▶ [WORK REQUEST] Select all lines in the records that include "response".

▶ [SUPPLIED DATA]
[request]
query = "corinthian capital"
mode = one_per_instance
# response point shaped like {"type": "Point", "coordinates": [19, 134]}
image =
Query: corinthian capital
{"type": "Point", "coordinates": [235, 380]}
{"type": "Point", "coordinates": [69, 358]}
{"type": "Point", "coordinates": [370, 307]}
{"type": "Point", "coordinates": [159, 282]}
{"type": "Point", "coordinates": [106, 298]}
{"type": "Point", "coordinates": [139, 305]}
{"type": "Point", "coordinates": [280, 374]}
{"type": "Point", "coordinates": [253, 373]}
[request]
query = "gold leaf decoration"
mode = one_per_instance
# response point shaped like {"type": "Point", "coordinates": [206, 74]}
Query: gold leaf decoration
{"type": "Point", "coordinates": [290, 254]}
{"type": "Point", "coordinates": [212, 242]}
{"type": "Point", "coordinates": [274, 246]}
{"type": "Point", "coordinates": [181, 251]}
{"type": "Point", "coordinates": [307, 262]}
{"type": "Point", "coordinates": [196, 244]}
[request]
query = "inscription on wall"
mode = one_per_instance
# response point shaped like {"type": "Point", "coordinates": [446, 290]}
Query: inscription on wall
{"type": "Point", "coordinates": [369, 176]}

▶ [WRITTEN ANSWER]
# response point shaped like {"type": "Point", "coordinates": [19, 134]}
# response point shaped like {"type": "Point", "coordinates": [206, 74]}
# response point shaped like {"type": "Point", "coordinates": [446, 290]}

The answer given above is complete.